# Objectif 1:
Dans la présentation du roman Les visages, qui est nommé comme traducteur de l'ouvrage ?
# Objectif 2:
Résumez en deux phrases la présentation du roman Les visages.
# Objectif 3:
Rédigez la suite de la présentation du roman Les visages, à partir de sa dernière phrase.

# Document source:
_ _ _ _
Les visages – Jesse Kellerman

Titre original : The Genius
Traduction (américain) : Julie Sibony
Editions Sonatine, 2008, 472 pages

 

Les premières phrases :
Au début, je me suis mal comporté. Je ne vais pas vous mentir, alors autant jouer cartes sur table dès maintenant : si j’aimerais croire que je me suis racheté par la suite, il ne fait aucun doute que mes intentions, du moins au début, ont manqué quelque peu de noblesse.

 

L’histoire :
Ethan Muller, jeune galeriste new-yorkais, dernier rejeton d’une riche famille d’immigrés juifs, pur produit du Rêve Américain, met la main sur une série de dessins abandonnés dans un appartement sordide des Muller Courts, immense cité HLM bâtie par le propre grand-père d’Ethan, dont le dernier locataire, un certain Victor Cracke, a disparu sans laisser de trace. Le jeune homme est fasciné par ces dizaines de milliers de dessins méticuleux, tracés et assemblés avec une perfection quasi-obsessionnelle, dont il comprend vite le potentiel commercial. Il décide alors d’exposer l’oeuvre de ce génie méconnu, sans pour autant prendre la peine de retrouver ce dernier.
Le vernissage est un succès, et les dessins de Victor sont reproduits et célébrés dans la presse. Ethan reçoit alors un appel pour le moins étrange : Lee McGrath, officier de police en retraite du Queen’s, a reconnu sur l’un des dessins les visages de plusieurs petits garçons violés et assassinés dans les années 60. Obsédé depuis toujours par ces meurtres non résolus, il convainc Ethan de l’aider dans son enquête. Ce dernier se lance alors à la poursuite du mystérieux Victor Cracke, dont la personnalité nous sera peu à peu dévoilée.
_ _ _ _
# Données fournies:
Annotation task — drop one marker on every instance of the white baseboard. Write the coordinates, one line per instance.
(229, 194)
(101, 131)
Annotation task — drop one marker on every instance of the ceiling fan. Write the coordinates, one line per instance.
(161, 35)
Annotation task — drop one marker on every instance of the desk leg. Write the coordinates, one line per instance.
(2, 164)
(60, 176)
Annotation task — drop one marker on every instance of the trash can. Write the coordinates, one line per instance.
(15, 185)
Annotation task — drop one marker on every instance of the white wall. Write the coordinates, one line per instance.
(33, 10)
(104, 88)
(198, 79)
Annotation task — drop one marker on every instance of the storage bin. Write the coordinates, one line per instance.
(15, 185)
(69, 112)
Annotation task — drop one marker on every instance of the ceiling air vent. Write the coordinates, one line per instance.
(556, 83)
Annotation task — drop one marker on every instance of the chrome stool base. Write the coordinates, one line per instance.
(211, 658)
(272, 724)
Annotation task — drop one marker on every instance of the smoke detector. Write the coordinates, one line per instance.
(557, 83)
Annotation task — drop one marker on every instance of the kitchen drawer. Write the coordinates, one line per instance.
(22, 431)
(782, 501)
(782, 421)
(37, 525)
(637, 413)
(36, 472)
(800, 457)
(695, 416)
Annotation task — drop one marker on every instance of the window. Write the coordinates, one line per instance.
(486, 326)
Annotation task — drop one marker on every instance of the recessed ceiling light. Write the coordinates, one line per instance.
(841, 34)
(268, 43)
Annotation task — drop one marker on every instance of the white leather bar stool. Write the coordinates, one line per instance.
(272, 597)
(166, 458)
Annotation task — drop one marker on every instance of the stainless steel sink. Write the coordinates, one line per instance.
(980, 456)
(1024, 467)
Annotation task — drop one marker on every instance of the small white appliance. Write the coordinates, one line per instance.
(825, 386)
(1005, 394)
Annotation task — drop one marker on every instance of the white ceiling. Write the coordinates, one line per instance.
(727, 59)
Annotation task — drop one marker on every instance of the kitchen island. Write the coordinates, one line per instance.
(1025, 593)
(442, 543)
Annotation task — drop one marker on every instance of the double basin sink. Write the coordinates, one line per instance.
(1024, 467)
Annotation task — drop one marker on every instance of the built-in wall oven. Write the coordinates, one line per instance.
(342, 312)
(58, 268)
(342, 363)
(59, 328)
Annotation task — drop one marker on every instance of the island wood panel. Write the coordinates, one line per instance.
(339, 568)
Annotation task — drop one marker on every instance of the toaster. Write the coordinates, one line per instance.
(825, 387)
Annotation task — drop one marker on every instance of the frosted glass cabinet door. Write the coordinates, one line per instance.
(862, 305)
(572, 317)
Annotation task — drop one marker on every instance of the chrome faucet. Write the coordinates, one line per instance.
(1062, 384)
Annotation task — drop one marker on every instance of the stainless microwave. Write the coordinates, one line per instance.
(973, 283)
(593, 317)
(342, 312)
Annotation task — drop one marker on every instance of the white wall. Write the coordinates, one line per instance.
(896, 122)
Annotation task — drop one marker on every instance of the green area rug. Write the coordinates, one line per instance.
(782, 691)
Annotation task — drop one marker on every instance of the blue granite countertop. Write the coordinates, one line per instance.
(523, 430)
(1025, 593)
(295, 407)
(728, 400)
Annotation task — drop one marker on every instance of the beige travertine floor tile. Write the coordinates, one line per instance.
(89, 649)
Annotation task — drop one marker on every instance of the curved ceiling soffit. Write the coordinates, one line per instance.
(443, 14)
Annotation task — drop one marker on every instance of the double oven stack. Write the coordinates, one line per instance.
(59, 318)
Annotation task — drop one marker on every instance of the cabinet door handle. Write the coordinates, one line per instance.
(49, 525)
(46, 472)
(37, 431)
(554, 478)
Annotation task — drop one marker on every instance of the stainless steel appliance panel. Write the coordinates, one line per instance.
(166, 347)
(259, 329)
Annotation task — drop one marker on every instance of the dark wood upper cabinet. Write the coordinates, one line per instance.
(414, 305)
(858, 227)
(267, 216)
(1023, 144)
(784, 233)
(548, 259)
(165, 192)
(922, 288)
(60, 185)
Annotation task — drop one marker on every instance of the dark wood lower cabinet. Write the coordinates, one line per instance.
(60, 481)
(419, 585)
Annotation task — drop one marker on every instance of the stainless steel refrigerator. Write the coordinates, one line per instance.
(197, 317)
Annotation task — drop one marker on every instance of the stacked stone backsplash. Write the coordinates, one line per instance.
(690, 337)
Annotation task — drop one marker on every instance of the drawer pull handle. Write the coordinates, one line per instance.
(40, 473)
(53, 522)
_ _ _ _
# Corrigé de l'exercice 1:
Julie Sibony.

# Corrigé de l'exercice 2:
Ethan Muller, jeune galeriste new-yorkais, trouve dans un appartement des Muller Courts des dizaines de milliers de dessins laissés par Victor Cracke, un locataire disparu, et décide de les exposer sans chercher à retrouver leur auteur. Après le succès du vernissage, Lee McGrath, un officier de police en retraite, reconnaît sur l'un des dessins les visages de petits garçons assassinés dans les années 60 et convainc Ethan de l'aider dans son enquête pour retrouver Victor Cracke.

# Corrigé de l'exercice 3:
L’opinion de Miss Léo :

 

Me voici une nouvelle fois convaincue par les éditions Sonatine, dont le catalogue est décidément d’une étonnante richesse (Au delà du mal, de Shane Stevens, est à ce jour le seul titre par lequel j’ai été déçue). Je me méfiais pourtant de ce roman, couvert de louanges par les critiques (ce qui n’est pas toujours bon signe), mais mes doutes ont heureusement vite été dissipés. Le mérite en revient à l’auteur, Jesse Kellerman, fils de Jonathan Kellerman (lui même auteur de polars), dont le style vif et moderne, combiné à une narration envoûtante et redoutablement efficace, nous happe dès les premières pages pour ne plus nous lâcher. La construction du récit est très habile. A peine a-t-on le temps de se plonger dans l’histoire d’Ethan que survient déjà une première rupture : nous voici désormais en 1847, où nous suivons les premiers pas aux Etats-Unis du patriarche Solomon Muller, pauvre immigrant européen destiné à fonder l’une des plus grandes fortunes américaines. L’histoire de la famille Muller continuera ensuite à nous être dévoilée par interludes successifs tout au long du roman.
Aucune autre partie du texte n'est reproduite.